→ Task statement
Every entry in the following data should be output exactly.
——————————
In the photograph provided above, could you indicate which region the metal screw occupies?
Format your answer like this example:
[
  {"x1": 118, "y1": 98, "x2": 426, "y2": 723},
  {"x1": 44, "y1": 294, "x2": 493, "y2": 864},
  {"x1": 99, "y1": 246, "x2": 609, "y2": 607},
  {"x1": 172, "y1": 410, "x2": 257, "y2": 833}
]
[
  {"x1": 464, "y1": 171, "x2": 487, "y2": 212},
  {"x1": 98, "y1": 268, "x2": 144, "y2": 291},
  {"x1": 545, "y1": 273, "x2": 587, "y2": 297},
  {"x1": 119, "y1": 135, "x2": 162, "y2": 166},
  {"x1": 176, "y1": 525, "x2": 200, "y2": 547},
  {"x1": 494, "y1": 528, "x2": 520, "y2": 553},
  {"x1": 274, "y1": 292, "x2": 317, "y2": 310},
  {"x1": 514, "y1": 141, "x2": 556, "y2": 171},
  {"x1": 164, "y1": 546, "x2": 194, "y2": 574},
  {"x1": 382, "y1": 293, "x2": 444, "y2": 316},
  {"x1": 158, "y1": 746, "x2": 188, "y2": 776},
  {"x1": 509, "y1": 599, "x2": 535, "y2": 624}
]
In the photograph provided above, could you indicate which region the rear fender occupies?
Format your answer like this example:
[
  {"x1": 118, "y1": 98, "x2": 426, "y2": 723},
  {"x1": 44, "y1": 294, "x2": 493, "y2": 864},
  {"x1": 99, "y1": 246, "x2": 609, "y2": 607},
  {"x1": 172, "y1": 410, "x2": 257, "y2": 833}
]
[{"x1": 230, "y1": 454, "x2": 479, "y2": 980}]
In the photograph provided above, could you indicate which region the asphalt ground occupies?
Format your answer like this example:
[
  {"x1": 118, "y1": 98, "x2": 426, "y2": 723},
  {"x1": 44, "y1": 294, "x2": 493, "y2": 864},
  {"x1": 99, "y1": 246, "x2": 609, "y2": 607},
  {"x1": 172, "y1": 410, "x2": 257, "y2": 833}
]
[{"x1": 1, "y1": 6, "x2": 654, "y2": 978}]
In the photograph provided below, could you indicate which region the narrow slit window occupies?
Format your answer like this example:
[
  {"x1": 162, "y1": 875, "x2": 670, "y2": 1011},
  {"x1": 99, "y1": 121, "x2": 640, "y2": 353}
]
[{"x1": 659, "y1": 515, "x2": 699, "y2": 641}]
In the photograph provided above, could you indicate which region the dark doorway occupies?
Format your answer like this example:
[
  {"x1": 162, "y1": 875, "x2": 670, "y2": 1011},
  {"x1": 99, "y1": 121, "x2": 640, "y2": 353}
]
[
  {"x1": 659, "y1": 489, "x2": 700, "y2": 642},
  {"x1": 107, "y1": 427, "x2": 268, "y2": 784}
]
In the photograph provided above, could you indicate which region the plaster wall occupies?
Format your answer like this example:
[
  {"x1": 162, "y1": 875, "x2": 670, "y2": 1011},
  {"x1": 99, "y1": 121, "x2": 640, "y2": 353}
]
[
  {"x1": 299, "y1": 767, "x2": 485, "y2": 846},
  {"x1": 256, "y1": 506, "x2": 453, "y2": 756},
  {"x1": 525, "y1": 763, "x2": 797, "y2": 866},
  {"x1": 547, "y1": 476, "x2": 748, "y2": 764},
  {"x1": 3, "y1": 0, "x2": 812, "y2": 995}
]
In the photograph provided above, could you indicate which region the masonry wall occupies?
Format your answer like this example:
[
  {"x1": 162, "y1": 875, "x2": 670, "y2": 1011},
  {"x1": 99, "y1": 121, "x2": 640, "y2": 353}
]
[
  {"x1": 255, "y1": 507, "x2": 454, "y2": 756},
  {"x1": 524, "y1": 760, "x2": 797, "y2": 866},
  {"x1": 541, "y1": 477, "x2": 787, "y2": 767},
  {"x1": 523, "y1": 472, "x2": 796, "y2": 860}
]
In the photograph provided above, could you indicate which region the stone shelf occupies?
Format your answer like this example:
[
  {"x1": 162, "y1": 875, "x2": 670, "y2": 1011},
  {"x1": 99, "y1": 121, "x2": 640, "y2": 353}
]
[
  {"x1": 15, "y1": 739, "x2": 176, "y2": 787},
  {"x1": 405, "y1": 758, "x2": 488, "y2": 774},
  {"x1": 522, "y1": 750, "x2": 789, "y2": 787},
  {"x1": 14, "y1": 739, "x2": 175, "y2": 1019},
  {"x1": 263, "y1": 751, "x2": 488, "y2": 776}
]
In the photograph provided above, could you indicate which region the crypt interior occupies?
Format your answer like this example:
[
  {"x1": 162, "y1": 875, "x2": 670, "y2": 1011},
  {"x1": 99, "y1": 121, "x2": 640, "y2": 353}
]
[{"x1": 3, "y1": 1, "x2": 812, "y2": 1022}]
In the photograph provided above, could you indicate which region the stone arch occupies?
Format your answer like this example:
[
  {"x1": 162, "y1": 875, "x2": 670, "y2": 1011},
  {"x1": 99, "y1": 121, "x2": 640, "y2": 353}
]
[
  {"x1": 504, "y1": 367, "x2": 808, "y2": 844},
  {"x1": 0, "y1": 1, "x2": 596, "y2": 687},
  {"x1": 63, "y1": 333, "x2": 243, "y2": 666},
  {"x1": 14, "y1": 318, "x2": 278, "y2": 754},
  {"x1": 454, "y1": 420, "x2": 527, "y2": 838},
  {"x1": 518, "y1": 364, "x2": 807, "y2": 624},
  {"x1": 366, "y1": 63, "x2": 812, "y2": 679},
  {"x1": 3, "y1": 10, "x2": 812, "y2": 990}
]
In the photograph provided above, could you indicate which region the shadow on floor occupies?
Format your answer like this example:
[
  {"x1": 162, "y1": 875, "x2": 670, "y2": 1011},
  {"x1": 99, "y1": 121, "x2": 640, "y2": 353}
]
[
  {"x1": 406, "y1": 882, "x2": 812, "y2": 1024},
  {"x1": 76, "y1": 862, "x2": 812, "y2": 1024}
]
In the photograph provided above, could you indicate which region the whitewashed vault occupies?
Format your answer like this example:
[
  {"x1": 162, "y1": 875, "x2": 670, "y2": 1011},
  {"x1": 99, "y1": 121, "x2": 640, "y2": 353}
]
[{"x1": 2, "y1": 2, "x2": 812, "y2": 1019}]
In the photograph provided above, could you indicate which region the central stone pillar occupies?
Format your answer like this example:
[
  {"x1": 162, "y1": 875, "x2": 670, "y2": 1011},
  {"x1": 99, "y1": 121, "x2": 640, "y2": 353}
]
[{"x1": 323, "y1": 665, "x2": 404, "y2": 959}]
——————————
→ Response to the exercise
In the photograph provided above, could you indicate which region the metal screw occupies?
Format your answer like this example:
[
  {"x1": 118, "y1": 98, "x2": 426, "y2": 723},
  {"x1": 44, "y1": 294, "x2": 493, "y2": 864},
  {"x1": 99, "y1": 246, "x2": 609, "y2": 607},
  {"x1": 172, "y1": 410, "x2": 257, "y2": 833}
]
[
  {"x1": 464, "y1": 171, "x2": 487, "y2": 212},
  {"x1": 98, "y1": 268, "x2": 144, "y2": 291},
  {"x1": 545, "y1": 273, "x2": 587, "y2": 297},
  {"x1": 119, "y1": 135, "x2": 162, "y2": 166},
  {"x1": 176, "y1": 525, "x2": 200, "y2": 547},
  {"x1": 494, "y1": 528, "x2": 520, "y2": 553},
  {"x1": 274, "y1": 292, "x2": 317, "y2": 310},
  {"x1": 514, "y1": 141, "x2": 556, "y2": 171},
  {"x1": 164, "y1": 546, "x2": 194, "y2": 574},
  {"x1": 382, "y1": 293, "x2": 444, "y2": 316},
  {"x1": 158, "y1": 746, "x2": 188, "y2": 776},
  {"x1": 509, "y1": 599, "x2": 535, "y2": 624}
]
In the photograph provided above, could you indicate which region the rear fender occupies?
Format your answer like this example:
[
  {"x1": 118, "y1": 98, "x2": 426, "y2": 723},
  {"x1": 44, "y1": 294, "x2": 493, "y2": 864},
  {"x1": 99, "y1": 246, "x2": 609, "y2": 607},
  {"x1": 172, "y1": 410, "x2": 257, "y2": 833}
]
[{"x1": 230, "y1": 454, "x2": 479, "y2": 980}]
In the photograph provided above, could you indicate which region the asphalt ground occupies?
Format your answer like this example:
[
  {"x1": 118, "y1": 98, "x2": 426, "y2": 723},
  {"x1": 44, "y1": 294, "x2": 493, "y2": 864},
  {"x1": 99, "y1": 246, "x2": 609, "y2": 607},
  {"x1": 172, "y1": 410, "x2": 257, "y2": 833}
]
[{"x1": 1, "y1": 6, "x2": 654, "y2": 978}]
In the photograph provided below, could you indicate which region the narrow slit window occupies?
Format your answer like this example:
[
  {"x1": 162, "y1": 875, "x2": 670, "y2": 1011},
  {"x1": 99, "y1": 121, "x2": 640, "y2": 353}
]
[{"x1": 659, "y1": 515, "x2": 699, "y2": 641}]
In the photograph provided above, could you indicate which region the dark doorway occupies?
Format your answer like this example:
[
  {"x1": 162, "y1": 875, "x2": 670, "y2": 1011},
  {"x1": 99, "y1": 121, "x2": 640, "y2": 353}
]
[
  {"x1": 659, "y1": 489, "x2": 700, "y2": 642},
  {"x1": 107, "y1": 427, "x2": 268, "y2": 784}
]
In the photograph provided above, could you indicate which region the plaster wall occupies?
Format your answer like this example:
[
  {"x1": 162, "y1": 875, "x2": 670, "y2": 1011},
  {"x1": 99, "y1": 121, "x2": 640, "y2": 353}
]
[
  {"x1": 299, "y1": 767, "x2": 485, "y2": 846},
  {"x1": 256, "y1": 506, "x2": 453, "y2": 756},
  {"x1": 525, "y1": 763, "x2": 797, "y2": 866},
  {"x1": 547, "y1": 476, "x2": 748, "y2": 764},
  {"x1": 3, "y1": 0, "x2": 812, "y2": 995}
]
In the photograph provided above, could you indicate which region the masonry wall occupies?
Format your answer like this example:
[
  {"x1": 162, "y1": 875, "x2": 670, "y2": 1011},
  {"x1": 99, "y1": 121, "x2": 640, "y2": 353}
]
[
  {"x1": 255, "y1": 507, "x2": 454, "y2": 756},
  {"x1": 524, "y1": 760, "x2": 797, "y2": 866},
  {"x1": 541, "y1": 477, "x2": 787, "y2": 767},
  {"x1": 523, "y1": 472, "x2": 796, "y2": 860}
]
In the photograph provided above, could you indicate which region the stone shelf occupies?
Format your answer like this example:
[
  {"x1": 162, "y1": 875, "x2": 670, "y2": 1011},
  {"x1": 99, "y1": 121, "x2": 640, "y2": 353}
]
[
  {"x1": 15, "y1": 739, "x2": 176, "y2": 787},
  {"x1": 405, "y1": 758, "x2": 488, "y2": 774},
  {"x1": 522, "y1": 750, "x2": 789, "y2": 787},
  {"x1": 14, "y1": 739, "x2": 175, "y2": 1019},
  {"x1": 263, "y1": 751, "x2": 488, "y2": 776}
]
In the photograph provided above, could you indicate which region the crypt interior occupies?
Format your answer like this example:
[
  {"x1": 162, "y1": 875, "x2": 670, "y2": 1011},
  {"x1": 99, "y1": 121, "x2": 640, "y2": 353}
]
[{"x1": 3, "y1": 1, "x2": 812, "y2": 1022}]
In the photograph provided above, could you indicate which region the stone arch occupies?
Format your answer like this example:
[
  {"x1": 162, "y1": 875, "x2": 670, "y2": 1011},
  {"x1": 99, "y1": 121, "x2": 640, "y2": 353}
]
[
  {"x1": 504, "y1": 367, "x2": 808, "y2": 844},
  {"x1": 0, "y1": 1, "x2": 596, "y2": 687},
  {"x1": 63, "y1": 333, "x2": 243, "y2": 666},
  {"x1": 14, "y1": 318, "x2": 278, "y2": 754},
  {"x1": 454, "y1": 420, "x2": 527, "y2": 838},
  {"x1": 518, "y1": 364, "x2": 807, "y2": 624},
  {"x1": 366, "y1": 63, "x2": 812, "y2": 679},
  {"x1": 3, "y1": 10, "x2": 812, "y2": 990}
]
In the photograph provided above, could you indicate which region the shadow on floor occupies?
Format your answer like this example:
[
  {"x1": 162, "y1": 875, "x2": 670, "y2": 1011},
  {"x1": 99, "y1": 121, "x2": 640, "y2": 353}
]
[
  {"x1": 406, "y1": 882, "x2": 812, "y2": 1024},
  {"x1": 76, "y1": 862, "x2": 812, "y2": 1024}
]
In the photograph provided above, could you indicate which region the whitewashed vault occupies?
Format your answer like this example:
[
  {"x1": 162, "y1": 875, "x2": 670, "y2": 1011},
  {"x1": 99, "y1": 121, "x2": 640, "y2": 353}
]
[{"x1": 2, "y1": 2, "x2": 812, "y2": 1019}]
In the photograph provided above, could you indicate which region the central stone pillar occupies?
Format your answer like this example:
[
  {"x1": 162, "y1": 875, "x2": 670, "y2": 1011},
  {"x1": 99, "y1": 121, "x2": 640, "y2": 353}
]
[{"x1": 323, "y1": 665, "x2": 404, "y2": 959}]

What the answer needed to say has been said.